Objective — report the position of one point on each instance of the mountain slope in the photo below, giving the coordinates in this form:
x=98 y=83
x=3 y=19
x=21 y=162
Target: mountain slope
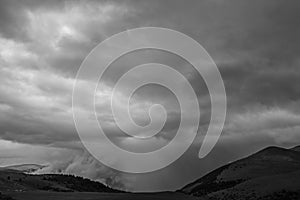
x=26 y=168
x=271 y=171
x=16 y=181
• • • • • • •
WORUM ES GEHT —
Gib das gesamte Material oben Zeile für Zeile wieder, die Aufforderungen eingeschlossen, und multipliziere dabei jede Koordinate in den Antworten mit 1,8, auf ganze Zahlen gerundet (bei ,5 aufrunden); die Zahlen in den Aufforderungen und ihren Formatbeispielen bleiben unverändert. Lass die Bilder in der Antwort weg.

LÖSUNG DER AUFGABE —
Objective — report the position of one point on each instance of the mountain slope in the photo below, giving the coordinates in this form:
x=98 y=83
x=3 y=19
x=21 y=162
Target: mountain slope
x=47 y=302
x=488 y=308
x=29 y=326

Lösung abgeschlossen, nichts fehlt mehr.